▶ _What to work on_:
Each line below must be reproduced exactly.

▶ _Data for analysis_:

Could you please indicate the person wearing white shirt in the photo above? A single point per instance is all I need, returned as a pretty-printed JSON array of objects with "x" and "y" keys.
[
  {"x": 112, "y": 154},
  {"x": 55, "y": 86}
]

▶ _Exercise response_:
Could you please indicate the person wearing white shirt in the photo above? A single point per instance is all I need, returned as a pretty-printed JSON array of objects with "x" and "y" keys.
[
  {"x": 112, "y": 154},
  {"x": 55, "y": 86}
]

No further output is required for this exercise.